Given text:
——————————

How to Eat Your Way to a Better Smile
June 21, 2017
By Kristina Reed
Nothing like dull, yellow teeth to damage a first impression. Or a toothache to ruin a promising day.
We all want nicer smiles and healthier teeth, but may not be aware of the daily habits that are impacting our oral health.
Our food and drink choices, and even how often we snack, have a huge impact on those pearly whites. According to the American Dental Association (ADA), the food that you eat can affect your teeth and gums long after eating it. Thankfully, much of this damage can be avoided by maintaining good dental hygiene, avoiding certain foods, and eating others.
Let’s talk tooth decay
Tooth decay is also known as dental cavities or dental caries. It is exactly what it sounds like - the outer surface of your tooth (the enamel) decays or breaks down. This leads to pain, problems eating, discoloration, and even infection. It happens when plaque comes into contact with sugar in the mouth, causing acid to attack the teeth. Thankfully, tooth decay is entirely preventable. By practicing good dental hygiene, avoiding certain foods and snacking habits, and emphasizing others, you can kiss tooth decay goodbye.
Foods and drinks to AVOID:
- Hard candies: These culprits are not only full of sugar but can also trigger a dental emergency like a chipped tooth.
- Chewing on ice: This may seem innocent - It’s only water right? In reality, chewing on ice makes us vulnerable to dental emergencies and damages enamel. Ouch.
- Excessive citrus: Acidic foods can erode enamel, making teeth more susceptible to decay. Citric fruits and juices can also irritate mouth sores. Try drinking orange juice and lemonade with a straw to avoid contact with your teeth.
- Caffeinated drinks: Not only do coffee and tea stain the teeth, but the added sugar also contributes to tooth decay.
- Sticky foods: The longer food sticks to your teeth, the higher your chances of tooth decay. Make sure to rinse with water and brush and floss carefully after.
- Crunchy foods: While chips are satisfying, they are also filled with starch, which tends to get trapped in teeth.
- Soda: Most carbonated soft drinks are acidic and bad for teeth. Sipping also causes a constant sugar bath over teeth.
- Alcohol: Overuse causes dehydration and dry mouth; reduced saliva flow leads to tooth decay and other oral infections such as gum disease. Frequent alcohol consumption also increases the risk for mouth cancer.
Foods and drinks to ENJOY:
- Water: Drink fluoridated water to make teeth more resistant to cavity-causing acid attacks. Also, consistently drinking water helps to flush away food particles and prevent the buildup of bacteria, keeping your smile squeaky clean.
- Dairy: Milk, and other dairy products such as cheese and yogurt are low in sugar, which is good for dental health. Dairy products contain protein and are full of calcium, which can help strengthen teeth. Cheese may actually counter tooth decay by neutralizing acid in the mouth. Just another reason to “say cheese”!
- Lean proteins: Phosphorous-rich foods such as meat, poultry, fish, milk and eggs help to strengthen your teeth and contain valuable protein.
- Fruits and veggies: These staples are high in water and fiber, which balance the sugars they contain and help clean teeth. Chewing also helps stimulate saliva production, which washes harmful acids and food particles away from teeth. Most fruits and veggies contain vitamin C (important for healthy gums and quick healing of wounds) and vitamin A (key nutrient in building tooth enamel).
- Nuts: Protein and minerals are important for overall health. Nuts that are low in carbohydrates don’t add to your risk of cavities. Peanuts have been shown to neutralize acid in the mouth as well. Chewing stimulates saliva production, lowering risk of decay.
- Sugar-free gum: This is a great way to combat the inevitable urge to snack and clean the mouth.
Every time we eat, we are making choices about our future health. Being mindful of what and how we eat feels great both in the moment and years down the road. However, don’t just leave your oral health in your own hands. Make sure to schedule dental check-ups at least twice a year so that dental professionals can catch anything serious before it progresses. Other free or low-cost alternatives include federally qualified health centers (FQHCs), community health fairs, mobile dental units, and more. The staff at Catalyst Miami can help you navigate these resources. Invest in forming good habits now - you’ll thank yourself later.

——————————

Problem:
How often does the article on eating for a better smile say to schedule dental check-ups?

Raw data:
——————————

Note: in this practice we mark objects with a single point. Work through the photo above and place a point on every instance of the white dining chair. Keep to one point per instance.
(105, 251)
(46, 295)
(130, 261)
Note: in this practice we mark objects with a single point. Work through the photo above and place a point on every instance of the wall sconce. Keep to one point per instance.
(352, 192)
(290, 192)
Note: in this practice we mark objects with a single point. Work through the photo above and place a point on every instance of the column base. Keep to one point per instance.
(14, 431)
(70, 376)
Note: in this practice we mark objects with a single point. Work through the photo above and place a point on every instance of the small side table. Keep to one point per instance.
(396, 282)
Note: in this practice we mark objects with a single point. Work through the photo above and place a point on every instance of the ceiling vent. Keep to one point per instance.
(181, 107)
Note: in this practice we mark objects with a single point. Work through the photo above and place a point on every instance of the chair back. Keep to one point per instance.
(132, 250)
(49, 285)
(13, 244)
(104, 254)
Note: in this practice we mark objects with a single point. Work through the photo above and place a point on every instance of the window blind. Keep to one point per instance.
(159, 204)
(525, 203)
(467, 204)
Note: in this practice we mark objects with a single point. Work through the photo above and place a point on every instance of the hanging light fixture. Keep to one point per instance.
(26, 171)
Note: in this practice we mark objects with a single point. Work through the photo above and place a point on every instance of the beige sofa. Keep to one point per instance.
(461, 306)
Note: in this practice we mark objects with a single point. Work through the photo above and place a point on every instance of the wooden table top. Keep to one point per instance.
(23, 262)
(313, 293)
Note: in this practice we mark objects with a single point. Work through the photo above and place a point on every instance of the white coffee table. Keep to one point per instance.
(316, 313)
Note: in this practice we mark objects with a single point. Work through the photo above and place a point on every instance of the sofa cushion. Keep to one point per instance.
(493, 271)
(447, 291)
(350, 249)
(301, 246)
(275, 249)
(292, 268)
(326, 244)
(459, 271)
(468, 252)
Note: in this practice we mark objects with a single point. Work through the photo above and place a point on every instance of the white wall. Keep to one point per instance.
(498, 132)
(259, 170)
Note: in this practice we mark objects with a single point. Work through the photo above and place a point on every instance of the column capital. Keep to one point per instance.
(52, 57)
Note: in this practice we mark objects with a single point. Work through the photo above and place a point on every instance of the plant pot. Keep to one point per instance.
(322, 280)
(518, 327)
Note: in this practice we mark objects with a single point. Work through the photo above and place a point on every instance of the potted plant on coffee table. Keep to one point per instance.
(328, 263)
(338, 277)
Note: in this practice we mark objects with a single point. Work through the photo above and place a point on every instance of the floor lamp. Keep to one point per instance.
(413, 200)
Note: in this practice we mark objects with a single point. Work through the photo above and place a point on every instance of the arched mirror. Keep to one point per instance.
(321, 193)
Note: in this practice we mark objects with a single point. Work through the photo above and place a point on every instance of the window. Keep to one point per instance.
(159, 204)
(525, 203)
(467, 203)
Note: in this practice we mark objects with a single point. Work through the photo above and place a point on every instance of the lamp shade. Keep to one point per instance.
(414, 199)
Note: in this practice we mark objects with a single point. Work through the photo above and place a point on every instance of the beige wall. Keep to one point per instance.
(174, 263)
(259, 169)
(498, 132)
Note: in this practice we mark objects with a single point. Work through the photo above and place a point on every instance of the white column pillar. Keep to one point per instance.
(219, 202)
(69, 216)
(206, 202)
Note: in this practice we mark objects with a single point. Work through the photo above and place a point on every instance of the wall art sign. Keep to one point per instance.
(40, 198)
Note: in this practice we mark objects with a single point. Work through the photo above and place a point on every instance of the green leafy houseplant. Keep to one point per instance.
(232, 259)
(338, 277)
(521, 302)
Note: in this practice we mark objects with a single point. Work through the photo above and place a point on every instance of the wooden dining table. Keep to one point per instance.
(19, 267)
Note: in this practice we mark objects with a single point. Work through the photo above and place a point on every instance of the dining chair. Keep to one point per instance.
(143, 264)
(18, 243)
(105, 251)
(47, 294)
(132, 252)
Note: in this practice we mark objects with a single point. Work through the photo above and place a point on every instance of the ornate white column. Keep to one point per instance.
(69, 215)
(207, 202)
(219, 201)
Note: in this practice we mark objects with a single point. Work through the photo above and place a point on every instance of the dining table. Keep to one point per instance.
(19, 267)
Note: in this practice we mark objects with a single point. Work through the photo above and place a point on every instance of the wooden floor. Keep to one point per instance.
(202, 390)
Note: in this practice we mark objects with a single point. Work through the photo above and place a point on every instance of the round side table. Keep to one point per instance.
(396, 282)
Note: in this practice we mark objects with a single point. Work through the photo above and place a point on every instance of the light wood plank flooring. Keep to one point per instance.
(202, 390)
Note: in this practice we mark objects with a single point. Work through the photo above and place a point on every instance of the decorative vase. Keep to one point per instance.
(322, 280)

——————————

Exercise result:
At least twice a year.